Set problem — Return each line of these records character for character, without any changes.

===== Input data =====

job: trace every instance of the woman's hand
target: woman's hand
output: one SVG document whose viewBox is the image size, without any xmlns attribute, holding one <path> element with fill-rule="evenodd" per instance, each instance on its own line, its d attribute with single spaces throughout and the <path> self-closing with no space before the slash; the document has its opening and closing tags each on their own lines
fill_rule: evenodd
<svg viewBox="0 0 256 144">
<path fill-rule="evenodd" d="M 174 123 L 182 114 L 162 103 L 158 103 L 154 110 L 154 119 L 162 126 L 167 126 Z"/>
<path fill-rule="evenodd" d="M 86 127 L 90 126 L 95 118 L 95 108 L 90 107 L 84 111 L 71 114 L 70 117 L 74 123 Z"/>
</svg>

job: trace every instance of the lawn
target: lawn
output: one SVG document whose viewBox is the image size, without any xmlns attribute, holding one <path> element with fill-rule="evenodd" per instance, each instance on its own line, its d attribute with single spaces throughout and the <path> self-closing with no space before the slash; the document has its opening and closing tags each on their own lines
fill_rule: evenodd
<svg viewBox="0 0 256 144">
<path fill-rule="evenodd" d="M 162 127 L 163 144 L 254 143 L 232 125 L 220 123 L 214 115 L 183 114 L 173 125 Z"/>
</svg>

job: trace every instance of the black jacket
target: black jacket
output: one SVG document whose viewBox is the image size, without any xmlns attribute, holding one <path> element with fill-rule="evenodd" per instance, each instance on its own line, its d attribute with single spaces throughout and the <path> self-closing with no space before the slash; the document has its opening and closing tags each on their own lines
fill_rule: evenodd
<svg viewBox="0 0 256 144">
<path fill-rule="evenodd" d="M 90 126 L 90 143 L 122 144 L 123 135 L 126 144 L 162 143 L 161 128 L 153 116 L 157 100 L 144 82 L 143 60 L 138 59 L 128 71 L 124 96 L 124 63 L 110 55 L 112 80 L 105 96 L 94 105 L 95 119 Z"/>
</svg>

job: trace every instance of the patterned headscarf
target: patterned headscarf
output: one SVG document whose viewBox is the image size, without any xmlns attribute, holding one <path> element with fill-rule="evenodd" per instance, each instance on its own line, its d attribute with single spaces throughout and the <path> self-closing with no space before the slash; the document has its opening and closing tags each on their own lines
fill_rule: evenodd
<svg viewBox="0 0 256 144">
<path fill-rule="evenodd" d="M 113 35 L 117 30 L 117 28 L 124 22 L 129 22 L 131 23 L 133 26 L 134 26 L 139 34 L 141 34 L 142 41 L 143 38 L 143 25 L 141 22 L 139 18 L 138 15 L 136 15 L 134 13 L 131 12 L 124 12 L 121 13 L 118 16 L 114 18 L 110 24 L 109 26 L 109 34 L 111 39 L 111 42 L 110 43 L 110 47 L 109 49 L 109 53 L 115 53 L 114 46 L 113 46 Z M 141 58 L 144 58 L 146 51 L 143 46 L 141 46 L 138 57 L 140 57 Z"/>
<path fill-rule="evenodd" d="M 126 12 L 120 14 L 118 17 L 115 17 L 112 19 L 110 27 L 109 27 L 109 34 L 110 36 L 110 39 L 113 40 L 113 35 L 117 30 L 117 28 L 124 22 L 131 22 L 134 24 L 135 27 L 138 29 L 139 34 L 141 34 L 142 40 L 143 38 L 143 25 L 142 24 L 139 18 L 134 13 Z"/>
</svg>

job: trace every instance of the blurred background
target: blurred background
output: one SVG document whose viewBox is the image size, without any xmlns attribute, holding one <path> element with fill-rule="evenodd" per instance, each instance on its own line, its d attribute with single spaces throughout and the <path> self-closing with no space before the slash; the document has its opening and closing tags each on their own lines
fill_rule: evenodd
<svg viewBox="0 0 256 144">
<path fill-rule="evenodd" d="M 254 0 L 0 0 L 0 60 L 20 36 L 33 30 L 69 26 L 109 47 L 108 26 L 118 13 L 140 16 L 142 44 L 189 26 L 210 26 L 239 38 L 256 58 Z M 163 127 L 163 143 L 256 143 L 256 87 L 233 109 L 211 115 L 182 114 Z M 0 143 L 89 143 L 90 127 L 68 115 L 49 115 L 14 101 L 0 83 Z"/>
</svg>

=====

Expected answer —
job: trace every instance of the woman's hand
target: woman's hand
output: one SVG document whose viewBox is the image size, without any xmlns attribute, holding one <path> element with fill-rule="evenodd" per instance, each instance on its own line, its d attribute with single spaces throughout and the <path> self-closing with no space before the slash; the document has its opening and closing tags each on their own lines
fill_rule: evenodd
<svg viewBox="0 0 256 144">
<path fill-rule="evenodd" d="M 174 123 L 182 114 L 162 103 L 158 103 L 154 110 L 154 119 L 162 126 L 167 126 Z"/>
<path fill-rule="evenodd" d="M 86 127 L 90 126 L 95 118 L 95 108 L 90 107 L 84 111 L 71 114 L 70 117 L 74 123 Z"/>
</svg>

job: trace every instance of the lawn
target: lawn
output: one SVG document whose viewBox is the image size, without any xmlns attribute, holding one <path> element with fill-rule="evenodd" per instance, each instance on its own line, its d attribute with single spaces throughout and the <path> self-closing with no space before the slash; the document has its opening and closing tags each on their own lines
fill_rule: evenodd
<svg viewBox="0 0 256 144">
<path fill-rule="evenodd" d="M 162 127 L 163 144 L 254 143 L 232 125 L 220 123 L 214 115 L 183 114 L 173 125 Z"/>
</svg>

job: trace every instance of the black jacket
target: black jacket
output: one SVG document whose viewBox is the image size, without any xmlns attribute, holding one <path> element with fill-rule="evenodd" per instance, each instance on its own line, its d attribute with single spaces throughout and the <path> self-closing with no space before the slash; the document has its opening and closing tags each on their own lines
fill_rule: evenodd
<svg viewBox="0 0 256 144">
<path fill-rule="evenodd" d="M 90 126 L 90 143 L 122 144 L 123 135 L 126 144 L 162 143 L 161 128 L 153 116 L 157 100 L 144 82 L 143 60 L 138 59 L 128 71 L 124 96 L 124 63 L 110 55 L 112 80 L 105 96 L 94 105 L 95 119 Z"/>
</svg>

job: trace every instance of the patterned headscarf
target: patterned headscarf
output: one SVG document whose viewBox is the image size, without any xmlns attribute, holding one <path> element with fill-rule="evenodd" per instance, each instance on its own line, its d attribute with single spaces throughout and the <path> self-closing with no space before the slash; the document has its opening and closing tags each on their own lines
fill_rule: evenodd
<svg viewBox="0 0 256 144">
<path fill-rule="evenodd" d="M 113 35 L 117 30 L 117 28 L 124 22 L 129 22 L 131 23 L 133 26 L 134 26 L 139 34 L 141 34 L 142 41 L 143 38 L 143 25 L 141 22 L 139 18 L 138 15 L 136 15 L 134 13 L 131 12 L 124 12 L 121 13 L 118 16 L 114 18 L 110 24 L 109 26 L 109 34 L 111 39 L 111 42 L 110 43 L 110 47 L 109 49 L 109 53 L 115 53 L 114 46 L 113 46 Z M 141 58 L 144 58 L 146 51 L 143 46 L 141 46 L 138 57 L 140 57 Z"/>
<path fill-rule="evenodd" d="M 126 12 L 120 14 L 118 17 L 115 17 L 112 19 L 110 27 L 109 27 L 109 34 L 110 36 L 110 39 L 113 40 L 113 35 L 117 30 L 117 28 L 124 22 L 131 22 L 134 24 L 135 27 L 138 29 L 139 34 L 141 34 L 142 40 L 143 38 L 143 25 L 142 24 L 139 18 L 134 13 Z"/>
</svg>

job: trace every instance of the blurred background
target: blurred background
output: one SVG document whose viewBox is the image size, without any xmlns attribute, holding one <path> element with fill-rule="evenodd" per instance, each instance on its own line, its d attribute with single spaces throughout and the <path> self-closing with no space before the slash; the document has its opening and closing tags each on their own lines
fill_rule: evenodd
<svg viewBox="0 0 256 144">
<path fill-rule="evenodd" d="M 254 0 L 0 0 L 0 60 L 20 36 L 33 30 L 69 26 L 109 47 L 108 26 L 118 13 L 140 16 L 142 44 L 189 26 L 210 26 L 239 38 L 256 58 Z M 163 127 L 163 143 L 256 143 L 256 87 L 233 109 L 211 115 L 182 114 Z M 0 143 L 89 143 L 90 127 L 68 115 L 49 115 L 14 101 L 0 83 Z"/>
</svg>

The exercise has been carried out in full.